■ Provided passage ■
Which SSD do you guys recommend? Does boot camp works with the intel x25-m SSD?
I am looking at those too. The Mac edition is bull. Its just slower and more expensive.
The intel ones are due for a refresh any minute now
While SSD's for sure are the future, the current Memory they use is total garbage, they are good for phones and stuff but i wouldn't recommend them for Notebooks let alone be Desktops unless you use them as a Cache device.
Once wear leveling kicks in the Performance drops so much, they aren't much better than normal HDD's then.
The mac edition is exactly the same as the normal vertex, no slower, that was an error. You are just paying for a very expensive label though.
Oh and for Indilinx Users.. http://www.ocztechnologyforum.com/forum/showthread.php?t=58120 You can't install OS X on them?
Wrong! Try one
I think this might be an issue with the SATA controllers on that particular computer as I've just put a OCZ Vertex into my iMac and OS X installed just fine.
Well, no, the only reliable SSD's today are those from Intel. The OCZ(Indilinx) drives dont like AHCI at times and you need to use the IDE Interface or you'll get Lockups randomly. On a Mac you cannot use IDE Mode.
Mmm, I did a bit of googling about that AHCI issue, I wasn't aware of that but I'm curious about it now. That said, I've had absolutely no issues whatsoever with the OCZ Vertex in my iMac, it's been nothing short of hair-on-fire fast...
Am thinking about getting a x25-m (or better) once Apple ships the next big thing from Intel since the switch (that 4 threads at once cpu).
But as it is now, after around 3 years you can throw every SSD away, at best after 5 years.. the write Performance of the MLC (the affordable ones) will drop to below 2.5" 4200 RPM notebook drive..
I spent a bit of time reading through the Mac section of the OCZ Technology Forum and there seems to be a number of people having issues with the new MacBook Pros (the ones that have alledgedly been 'downgraded' to SATA 1.5Gbps). A number of people have moved their Vertex drive from the previous Unibody MB/MBP and have discovered that it doesn't like the new computer.

■ Directive A ■
Answer these questions using the SSD forum thread, each on its own line and marked to match.
(i) What does one poster say a buyer of the Mac edition is really paying for?
(ii) Which interface mode does the thread say cannot be used on a Mac?
(iii) Into which computer did one poster put an OCZ Vertex?

■ Data entries ■
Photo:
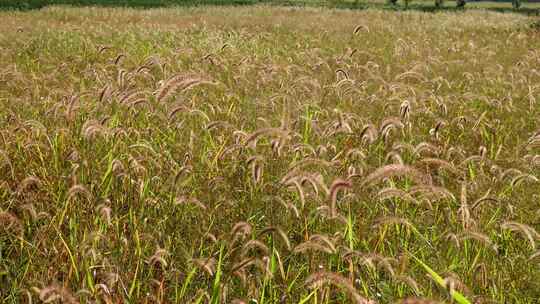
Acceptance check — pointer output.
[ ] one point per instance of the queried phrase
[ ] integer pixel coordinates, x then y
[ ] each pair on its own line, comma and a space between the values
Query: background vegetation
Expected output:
525, 7
268, 155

■ Directive B ■
Pull out the record above line for line, leaving the picture out of your answer.

■ Full response A ■
(i) A very expensive label.
(ii) IDE Mode.
(iii) An iMac.

■ Full response B ■
Photo:
Acceptance check — pointer output.
[ ] one point per instance of the queried phrase
[ ] integer pixel coordinates, x then y
[ ] each pair on its own line, comma and a space between the values
Query: background vegetation
Expected output:
525, 7
268, 155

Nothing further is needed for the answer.